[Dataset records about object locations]
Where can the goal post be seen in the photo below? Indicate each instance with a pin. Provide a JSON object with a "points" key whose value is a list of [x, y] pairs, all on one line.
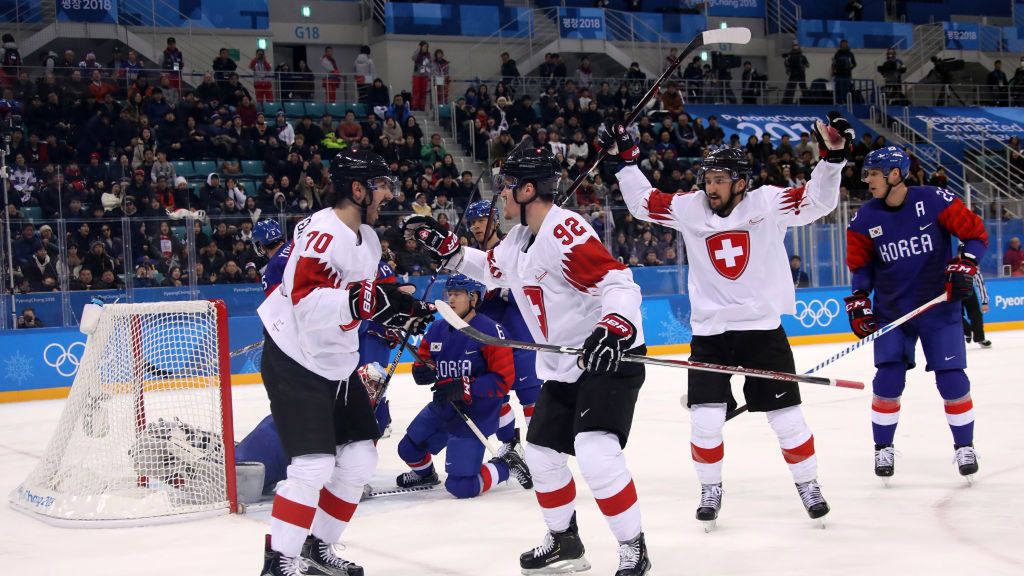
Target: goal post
{"points": [[145, 436]]}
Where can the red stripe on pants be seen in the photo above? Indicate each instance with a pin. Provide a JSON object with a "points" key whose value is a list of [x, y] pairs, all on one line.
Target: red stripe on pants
{"points": [[800, 453], [560, 497], [885, 406], [960, 407], [707, 455], [293, 512], [619, 503], [484, 479], [336, 506]]}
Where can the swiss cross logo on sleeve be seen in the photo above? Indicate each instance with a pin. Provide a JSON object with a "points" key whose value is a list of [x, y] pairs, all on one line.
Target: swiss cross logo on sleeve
{"points": [[729, 252]]}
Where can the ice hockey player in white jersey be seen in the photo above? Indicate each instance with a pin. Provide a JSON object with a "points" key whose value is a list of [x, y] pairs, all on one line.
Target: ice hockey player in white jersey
{"points": [[311, 335], [572, 293], [739, 285]]}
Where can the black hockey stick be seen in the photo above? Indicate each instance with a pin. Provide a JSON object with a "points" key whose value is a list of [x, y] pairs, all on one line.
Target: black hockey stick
{"points": [[716, 36], [459, 324]]}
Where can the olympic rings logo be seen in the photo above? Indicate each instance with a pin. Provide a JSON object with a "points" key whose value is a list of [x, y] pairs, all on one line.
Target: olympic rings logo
{"points": [[817, 313], [59, 359]]}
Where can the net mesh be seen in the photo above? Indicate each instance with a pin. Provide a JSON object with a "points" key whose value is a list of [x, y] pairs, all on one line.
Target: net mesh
{"points": [[141, 434]]}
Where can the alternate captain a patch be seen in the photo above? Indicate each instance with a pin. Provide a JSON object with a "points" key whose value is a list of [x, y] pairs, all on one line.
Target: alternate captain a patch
{"points": [[729, 252]]}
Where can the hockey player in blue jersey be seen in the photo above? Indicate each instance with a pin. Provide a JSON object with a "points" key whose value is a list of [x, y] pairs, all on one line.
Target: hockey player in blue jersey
{"points": [[499, 306], [467, 376], [900, 247]]}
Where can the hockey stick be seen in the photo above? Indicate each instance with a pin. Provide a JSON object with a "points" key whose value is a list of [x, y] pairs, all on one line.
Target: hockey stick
{"points": [[870, 337], [459, 324], [715, 36], [472, 425]]}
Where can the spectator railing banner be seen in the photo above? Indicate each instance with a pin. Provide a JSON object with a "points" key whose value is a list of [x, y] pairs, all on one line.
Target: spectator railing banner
{"points": [[39, 362]]}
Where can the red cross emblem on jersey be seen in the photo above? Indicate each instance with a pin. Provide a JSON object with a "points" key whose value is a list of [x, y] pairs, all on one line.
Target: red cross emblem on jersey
{"points": [[729, 252]]}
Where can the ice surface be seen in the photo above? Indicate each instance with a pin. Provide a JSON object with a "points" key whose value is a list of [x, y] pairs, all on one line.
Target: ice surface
{"points": [[929, 522]]}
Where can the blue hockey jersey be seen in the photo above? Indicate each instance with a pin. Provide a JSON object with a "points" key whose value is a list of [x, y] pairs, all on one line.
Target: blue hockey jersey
{"points": [[901, 253]]}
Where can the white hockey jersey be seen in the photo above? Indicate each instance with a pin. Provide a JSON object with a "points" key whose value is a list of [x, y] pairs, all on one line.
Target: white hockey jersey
{"points": [[308, 315], [564, 282], [739, 275]]}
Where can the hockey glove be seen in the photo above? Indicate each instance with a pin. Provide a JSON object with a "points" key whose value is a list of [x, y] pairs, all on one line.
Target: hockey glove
{"points": [[454, 389], [835, 138], [423, 373], [432, 236], [613, 137], [960, 278], [858, 309], [603, 348], [385, 303]]}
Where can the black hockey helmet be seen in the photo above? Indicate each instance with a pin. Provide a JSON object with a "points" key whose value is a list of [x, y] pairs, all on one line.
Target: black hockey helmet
{"points": [[731, 160], [537, 165], [353, 165]]}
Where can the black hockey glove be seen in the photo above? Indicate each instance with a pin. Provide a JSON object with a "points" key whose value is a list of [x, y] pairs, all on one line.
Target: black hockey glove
{"points": [[432, 236], [454, 389], [385, 303], [835, 138], [423, 373], [613, 137], [603, 348], [960, 278], [858, 310]]}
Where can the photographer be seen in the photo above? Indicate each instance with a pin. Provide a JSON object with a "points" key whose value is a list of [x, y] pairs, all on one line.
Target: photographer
{"points": [[29, 319], [893, 70]]}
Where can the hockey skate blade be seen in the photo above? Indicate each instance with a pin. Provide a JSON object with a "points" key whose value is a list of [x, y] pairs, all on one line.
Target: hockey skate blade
{"points": [[562, 567]]}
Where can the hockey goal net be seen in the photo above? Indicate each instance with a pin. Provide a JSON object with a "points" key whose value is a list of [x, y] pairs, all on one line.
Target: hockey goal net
{"points": [[145, 435]]}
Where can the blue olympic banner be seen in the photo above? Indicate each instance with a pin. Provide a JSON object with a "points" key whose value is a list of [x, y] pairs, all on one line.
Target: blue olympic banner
{"points": [[736, 8], [104, 11], [48, 358], [586, 24]]}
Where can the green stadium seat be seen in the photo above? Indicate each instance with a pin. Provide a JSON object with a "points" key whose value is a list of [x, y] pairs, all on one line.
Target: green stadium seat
{"points": [[294, 110], [204, 167], [252, 167], [183, 168], [314, 110]]}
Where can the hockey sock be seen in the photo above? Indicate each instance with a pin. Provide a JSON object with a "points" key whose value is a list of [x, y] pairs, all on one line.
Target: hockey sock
{"points": [[603, 465], [707, 446], [295, 503], [955, 391], [888, 387], [506, 423], [353, 467], [417, 458], [553, 485], [797, 442]]}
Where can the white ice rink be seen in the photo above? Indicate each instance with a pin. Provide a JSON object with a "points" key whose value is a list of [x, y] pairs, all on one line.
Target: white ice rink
{"points": [[928, 523]]}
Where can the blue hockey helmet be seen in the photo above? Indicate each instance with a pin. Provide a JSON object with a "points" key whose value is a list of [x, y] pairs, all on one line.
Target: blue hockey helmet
{"points": [[478, 209], [462, 282], [886, 159], [265, 234]]}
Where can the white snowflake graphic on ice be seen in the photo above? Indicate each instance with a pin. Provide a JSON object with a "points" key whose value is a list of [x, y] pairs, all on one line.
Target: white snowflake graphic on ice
{"points": [[17, 368]]}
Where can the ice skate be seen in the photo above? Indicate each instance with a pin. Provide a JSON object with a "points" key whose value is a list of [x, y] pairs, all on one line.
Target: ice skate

▶ TASK OBJECTIVE
Can you repeat every record above exactly, apart from the pictures?

▶ RESPONSE
Where can the goal post be seen in the photo below? Indicate each instance with a pin. Provide a JSON object with a "points" key whose value is a list of [x, y] pairs, all on one line.
Target: goal post
{"points": [[145, 436]]}
Where can the red stripe on pants be seen in the photo above? Indicate each instance with a pin. Provide a JSON object with a "points" key whose value is a list of [x, y] pairs, all on one line.
Target: red stripe on pants
{"points": [[800, 453], [560, 497], [885, 406], [960, 407], [707, 455], [293, 512], [619, 503], [484, 479], [336, 506]]}
Where can the swiss cross logo on sleeve be seen in the photo above? Indicate each instance with a pin. Provide a JSON object with a "points" key whose value is a list of [x, y] pairs, all on one line.
Target: swiss cross logo on sleeve
{"points": [[729, 252]]}
Where can the ice hockey player in white jersey be seen in the photo above? Indicate each instance with a pin. Provide a JSON object with a "points" key whose value is a list of [x, y] pairs, all on one line.
Target: ice hockey player in white jersey
{"points": [[311, 335], [572, 293], [739, 285]]}
Where can the black hockey stick be seen in the photo above? Indicate each instance with a pin. Provide a JSON object with a "points" key whose value is a list of [x, y] pairs, all on one line.
Target: black hockey stick
{"points": [[716, 36], [459, 324]]}
Where can the olympic rings logo be seen in the photo above? Indicate each instance with a pin. Provide a JSON object with a "points" key whose value is a list of [x, y] pairs, all on one line.
Target: olympic rings logo
{"points": [[817, 313], [59, 359]]}
Where can the net mesh be seen in the photo above? Indicate each instance with a pin. Provide a JSON object with a "points" key whose value is a list of [x, y] pairs, all on one line.
Target: net mesh
{"points": [[141, 434]]}
Where can the alternate captain a patch be seen in the photo above? Indicate each instance with a pin. Provide a JSON object with a "points" key whose value is a list of [x, y] pairs, all on one line.
Target: alternate captain a patch
{"points": [[729, 252]]}
Where can the hockey player in blue jersey be seen in the photo above? Indicate each instance with a pin. Provide a JSON object with a "points" key whose value is a list of [x, y] pairs, all on one line.
Target: hockey player in blue jersey
{"points": [[499, 306], [467, 376], [900, 247]]}
Where can the hockey stick be seen in the photo above? Indicate each instance with a pin. Provide a JSON object with a "points" key whose value is a list of [x, y] pairs, all on one line.
Target: hockey stick
{"points": [[870, 337], [459, 324], [715, 36], [472, 425]]}
Where can the spectator railing banner be seen in the photo above? Indicate each instance with a pin. Provide a JSON object with a "points" key whose value is a list of [x, y] pairs, all on one line.
Target: spectator railing banner
{"points": [[39, 362]]}
Where can the red cross emblem on jersey be seen in the photo above? Indicate each instance with a pin. Provide a JSON object with a "points" key whose value is a list of [x, y] pairs, all on one line.
Target: red cross emblem on jersey
{"points": [[729, 252]]}
Where can the ice surface be seen in the photo above? Indicate each instance with a pin. Provide a JSON object with a "points" key whose value is a list of [x, y] pairs, all on one line.
Target: ice surface
{"points": [[929, 522]]}
Where can the blue hockey jersey be seen in the photo above? Indicate each instance with a pin. Provide a JSON object with a "points" key whose value is a list of [x, y] pairs, all on one line.
Target: blue hockey jersey
{"points": [[901, 253]]}
Where can the white hockey jersey be seen in the photo above? Indicate each instance with a pin. Provide a JSON object with a "points" key whose value is a list of [x, y] pairs, all on one line.
Target: white hockey jersey
{"points": [[308, 315], [564, 282], [739, 275]]}
Where can the hockey glove be seen in the photo above? Indicate each instance with a pin. Provide a JSON object with a "points" key whose value is a list of [x, y] pairs, all on one line.
Target: hockey glove
{"points": [[454, 389], [835, 138], [423, 373], [432, 236], [613, 137], [960, 278], [858, 309], [603, 348], [385, 303]]}
Where can the black hockey helmet be seen in the photo above? Indicate each instance with a pin. Provide a JSON object with a "points" key whose value is a list of [x, y] pairs, all on one line.
Target: black hockey helmet
{"points": [[731, 160], [537, 165], [353, 165]]}
Where can the black hockey glove be seen in the photo above? Indicate each instance with a pin. Provide a JSON object with a "points" key whose value is a list of [x, y] pairs, all on one line.
Target: black hockey glove
{"points": [[432, 236], [454, 389], [385, 303], [835, 138], [423, 373], [613, 137], [603, 348], [960, 278], [858, 310]]}
Where can the photographer be seen in the photo above? Indicate each instance with a pin. Provide a JSON object with a "points" key whose value is a list of [x, y] pairs, all on one line.
Target: photographer
{"points": [[29, 319], [893, 70]]}
Where can the hockey skate blade be seen in the photo above? Indicate each instance with a pin. Provide a JSON object with a "points" key whose value is a list of [x, y] pairs, all on one line.
Target: hockey skate blade
{"points": [[562, 567]]}
Where can the hockey goal net be seen in the photo above? Indicate each instance with a pin. Provide a JSON object with a "points" key whose value is a list of [x, y] pairs, all on one line.
Target: hockey goal net
{"points": [[145, 435]]}
Where can the blue olympic banner be seen in the photo above? Indicate each instance with a pin. Provide a JSON object with a "points" key whose value is a list of [x, y] pairs, all on one line.
Target: blue olympic banner
{"points": [[736, 8], [104, 11], [48, 358], [586, 24]]}
Where can the green stadium seat be seen in the photo above? Indicate each instance with a pin. Provide a JSON object with a "points" key whose value is a list of [x, y] pairs, all on one line.
Target: green stadium seat
{"points": [[294, 110], [204, 167], [252, 167], [183, 168], [314, 110]]}
Where can the hockey sock be seen in the photo above? Indicate each instance with a pin. Provide a JSON object with a "points" key whose value is a list of [x, y] pairs, all on one line.
Target: hockey sock
{"points": [[603, 465], [707, 446], [295, 503], [955, 391], [888, 387], [506, 423], [353, 467], [417, 458], [553, 485], [797, 442]]}
Where can the white ice rink be seen in the photo above? Indicate each instance with a pin. Provide a JSON object with a "points" key whose value is a list of [x, y] pairs, all on one line.
Target: white ice rink
{"points": [[928, 523]]}
Where can the blue hockey helmet be seen in the photo above? Indicate each instance with a pin. Provide a JSON object with a "points" key whose value is a list of [x, y] pairs, all on one line.
Target: blue hockey helmet
{"points": [[478, 209], [462, 282], [886, 159], [265, 234]]}
Where can the white snowflake graphic on ice be seen in the photo above? Indicate each instance with a pin. Provide a JSON object with a "points" key whose value is a list of [x, y] pairs, all on one line.
Target: white snowflake graphic on ice
{"points": [[17, 368]]}
Where can the ice skate be seen in the photo above? Indicate each instance with a pin. Provide a JSON object with a "points" key whose value is a list of [x, y] pairs, all on one line.
Target: ice skate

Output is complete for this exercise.